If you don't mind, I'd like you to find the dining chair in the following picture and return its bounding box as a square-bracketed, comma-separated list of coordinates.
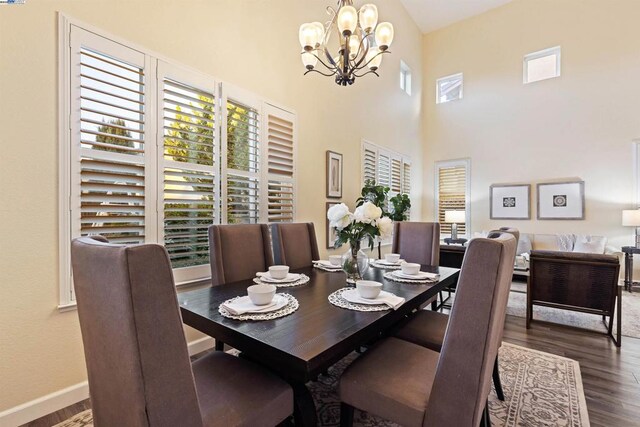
[71, 237, 293, 427]
[339, 233, 516, 427]
[391, 222, 440, 265]
[209, 224, 273, 286]
[271, 222, 320, 269]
----
To be done — Write out the listing above again, requests included, and shift every bounding box coordinate in the answers by -79. Leave the pictures out.

Solution for this exercise —
If you don't mind, I'd like you to find the dining chair in the following picture and return its bounding box as a square-bracketed, comma-separated list of coordinates.
[-8, 158, 214, 348]
[260, 154, 437, 348]
[312, 143, 361, 186]
[130, 145, 194, 207]
[192, 143, 241, 190]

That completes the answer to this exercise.